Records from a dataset
——

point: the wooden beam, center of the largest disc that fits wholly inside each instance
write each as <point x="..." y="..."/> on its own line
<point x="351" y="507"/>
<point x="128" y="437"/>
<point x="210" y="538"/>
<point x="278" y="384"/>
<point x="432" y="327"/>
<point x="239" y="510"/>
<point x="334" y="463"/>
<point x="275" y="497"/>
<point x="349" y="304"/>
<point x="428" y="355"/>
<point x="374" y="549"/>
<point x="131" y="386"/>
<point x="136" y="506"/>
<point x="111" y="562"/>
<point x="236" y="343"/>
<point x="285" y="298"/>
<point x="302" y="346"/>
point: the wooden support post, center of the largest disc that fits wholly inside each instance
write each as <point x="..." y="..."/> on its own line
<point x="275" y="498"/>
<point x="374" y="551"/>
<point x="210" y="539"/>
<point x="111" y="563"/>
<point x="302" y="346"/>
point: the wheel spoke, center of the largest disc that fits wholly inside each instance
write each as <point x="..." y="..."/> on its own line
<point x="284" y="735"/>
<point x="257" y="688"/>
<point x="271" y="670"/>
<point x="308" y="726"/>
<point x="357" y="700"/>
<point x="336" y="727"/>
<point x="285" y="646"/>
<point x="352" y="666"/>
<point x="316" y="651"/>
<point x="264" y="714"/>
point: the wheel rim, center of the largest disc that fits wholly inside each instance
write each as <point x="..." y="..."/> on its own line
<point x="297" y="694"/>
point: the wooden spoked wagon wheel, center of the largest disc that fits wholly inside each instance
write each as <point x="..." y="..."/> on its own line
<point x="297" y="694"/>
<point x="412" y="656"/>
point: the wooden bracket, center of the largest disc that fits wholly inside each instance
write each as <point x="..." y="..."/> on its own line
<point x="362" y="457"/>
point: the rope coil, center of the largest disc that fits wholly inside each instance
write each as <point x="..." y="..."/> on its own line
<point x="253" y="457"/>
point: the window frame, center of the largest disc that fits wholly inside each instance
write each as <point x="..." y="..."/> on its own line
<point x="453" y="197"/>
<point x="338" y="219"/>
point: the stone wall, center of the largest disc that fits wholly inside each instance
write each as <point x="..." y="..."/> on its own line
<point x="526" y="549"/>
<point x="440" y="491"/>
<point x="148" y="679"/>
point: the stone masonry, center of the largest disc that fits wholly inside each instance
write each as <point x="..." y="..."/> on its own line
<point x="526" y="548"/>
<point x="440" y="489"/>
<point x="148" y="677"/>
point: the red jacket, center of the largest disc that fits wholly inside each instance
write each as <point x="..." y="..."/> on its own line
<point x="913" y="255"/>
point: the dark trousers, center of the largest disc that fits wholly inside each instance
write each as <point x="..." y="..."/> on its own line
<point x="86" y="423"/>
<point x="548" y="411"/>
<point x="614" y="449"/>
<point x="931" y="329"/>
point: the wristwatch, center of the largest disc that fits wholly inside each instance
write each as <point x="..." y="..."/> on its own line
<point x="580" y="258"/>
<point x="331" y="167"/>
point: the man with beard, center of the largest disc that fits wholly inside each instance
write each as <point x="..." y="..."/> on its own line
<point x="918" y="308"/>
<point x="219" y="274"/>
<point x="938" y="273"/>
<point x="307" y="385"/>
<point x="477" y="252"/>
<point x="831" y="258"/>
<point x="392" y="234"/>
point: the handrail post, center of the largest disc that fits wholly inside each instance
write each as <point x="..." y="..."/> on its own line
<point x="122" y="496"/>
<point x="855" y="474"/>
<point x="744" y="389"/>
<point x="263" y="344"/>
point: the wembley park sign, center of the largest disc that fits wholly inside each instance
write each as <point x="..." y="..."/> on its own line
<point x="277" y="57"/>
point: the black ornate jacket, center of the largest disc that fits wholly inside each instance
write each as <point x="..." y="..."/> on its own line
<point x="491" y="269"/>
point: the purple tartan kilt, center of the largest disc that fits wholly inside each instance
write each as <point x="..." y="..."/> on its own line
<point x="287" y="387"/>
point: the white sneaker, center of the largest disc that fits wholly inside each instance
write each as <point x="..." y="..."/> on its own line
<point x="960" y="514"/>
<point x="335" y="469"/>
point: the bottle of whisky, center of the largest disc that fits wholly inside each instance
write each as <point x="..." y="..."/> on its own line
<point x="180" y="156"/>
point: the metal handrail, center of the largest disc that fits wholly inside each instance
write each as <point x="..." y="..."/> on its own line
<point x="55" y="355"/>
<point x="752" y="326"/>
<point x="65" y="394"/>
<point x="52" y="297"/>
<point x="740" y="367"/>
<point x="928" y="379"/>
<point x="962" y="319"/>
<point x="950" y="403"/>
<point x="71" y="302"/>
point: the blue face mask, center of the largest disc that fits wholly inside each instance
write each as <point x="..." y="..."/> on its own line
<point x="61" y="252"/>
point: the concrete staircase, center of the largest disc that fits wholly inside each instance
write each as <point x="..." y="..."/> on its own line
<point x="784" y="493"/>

——

> [EXERCISE INSTRUCTIONS]: Write out the records. Leave nothing out and change nothing.

> [ANSWER FOR THIS EXERCISE]:
point: the wooden beam, center of the largest disc that fits wholly inside each instance
write each as <point x="..." y="..."/> on its own line
<point x="351" y="507"/>
<point x="128" y="437"/>
<point x="210" y="538"/>
<point x="278" y="384"/>
<point x="432" y="327"/>
<point x="239" y="510"/>
<point x="334" y="463"/>
<point x="275" y="497"/>
<point x="349" y="304"/>
<point x="428" y="355"/>
<point x="374" y="549"/>
<point x="131" y="386"/>
<point x="136" y="506"/>
<point x="111" y="562"/>
<point x="236" y="343"/>
<point x="285" y="298"/>
<point x="302" y="346"/>
point: the wooden support post, center of the largest disc that fits wholly inside each instance
write each as <point x="..." y="..."/> on its own line
<point x="275" y="498"/>
<point x="374" y="551"/>
<point x="210" y="539"/>
<point x="111" y="563"/>
<point x="302" y="346"/>
point: the wheel spoke, center of the largest disc that fits wholly inside each instance
write each as <point x="..." y="..."/> on its own line
<point x="284" y="735"/>
<point x="257" y="688"/>
<point x="271" y="670"/>
<point x="308" y="726"/>
<point x="357" y="700"/>
<point x="336" y="727"/>
<point x="285" y="646"/>
<point x="352" y="666"/>
<point x="316" y="651"/>
<point x="264" y="714"/>
point: the wheel rim, center of the largest disc that fits wholly inside each instance
write each as <point x="..." y="..."/> on its own line
<point x="297" y="694"/>
point: the wooden spoked wagon wheel, center of the largest disc that fits wholly inside each instance
write each as <point x="..." y="..."/> on its own line
<point x="297" y="694"/>
<point x="412" y="656"/>
point: the wooden bracket, center of the largest disc that fits wholly inside each instance
write each as <point x="..." y="..."/> on its own line
<point x="362" y="457"/>
point: the rope coil, center of the largest disc that fits wholly inside each instance
write each as <point x="..." y="..."/> on its own line
<point x="253" y="457"/>
point: the window frame, center of the largest disc that fits wholly inside each instance
write each as <point x="..." y="..."/> on its own line
<point x="453" y="197"/>
<point x="338" y="219"/>
point: the stone wall, center of the largest disc that fits wholly inside each instance
write each as <point x="..." y="..."/> on its own line
<point x="526" y="549"/>
<point x="440" y="491"/>
<point x="148" y="679"/>
point: the stone masonry, center of the largest disc that fits wholly inside each instance
write each as <point x="..." y="..."/> on its own line
<point x="526" y="548"/>
<point x="440" y="489"/>
<point x="148" y="677"/>
point: the red jacket, center of the largest disc that fits wholly inside each instance
write each as <point x="..." y="..."/> on its own line
<point x="913" y="255"/>
point: the dark trousers, center of the largest disc that fits wholly inside each instance
write each as <point x="..." y="..."/> on its own line
<point x="86" y="423"/>
<point x="548" y="411"/>
<point x="614" y="449"/>
<point x="931" y="329"/>
point: the wristwatch, center of the largest disc that fits wholly inside each instance
write each as <point x="..." y="..."/> on its own line
<point x="580" y="258"/>
<point x="331" y="167"/>
point: the man with beard, center of the largest disc that fits wholly inside each instance
write each as <point x="..." y="..."/> on its own line
<point x="918" y="308"/>
<point x="219" y="274"/>
<point x="938" y="273"/>
<point x="307" y="385"/>
<point x="477" y="252"/>
<point x="831" y="258"/>
<point x="392" y="234"/>
point: the handrail post, center of the largest disc that fits wholly inside each instance
write each as <point x="..." y="..."/> on its own line
<point x="122" y="496"/>
<point x="855" y="474"/>
<point x="744" y="389"/>
<point x="263" y="344"/>
point: the wembley park sign, center of the largest disc that fits wholly inside each instance
write each as <point x="..." y="..."/> on its own line
<point x="277" y="57"/>
point: the black ornate jacket, center of the largest disc that fits wholly inside each instance
write each as <point x="..." y="..."/> on its own line
<point x="491" y="269"/>
point: the purple tartan kilt, center of the largest disc that fits wholly inside each instance
write each as <point x="..." y="..."/> on its own line
<point x="287" y="387"/>
point: the white sneaker, center of the largest disc that fits wholly inside each instance
write each as <point x="..." y="..."/> on its own line
<point x="960" y="514"/>
<point x="335" y="469"/>
point: the bottle of whisky, center of the largest disc that fits wholly inside each instance
write each as <point x="..." y="..."/> on its own line
<point x="180" y="156"/>
point: the metal handrail, center of the largest disc that fits wholly inside each instance
write each as <point x="..." y="..."/> on its own line
<point x="55" y="355"/>
<point x="752" y="326"/>
<point x="65" y="394"/>
<point x="52" y="297"/>
<point x="740" y="367"/>
<point x="928" y="379"/>
<point x="962" y="319"/>
<point x="950" y="403"/>
<point x="71" y="302"/>
point: the blue face mask, center of the largest disc that fits wholly inside each instance
write each as <point x="..." y="..."/> on its own line
<point x="61" y="252"/>
point: the concrete staircase, center of the largest disc that fits wholly inside each instance
write each as <point x="..." y="..."/> on its own line
<point x="784" y="493"/>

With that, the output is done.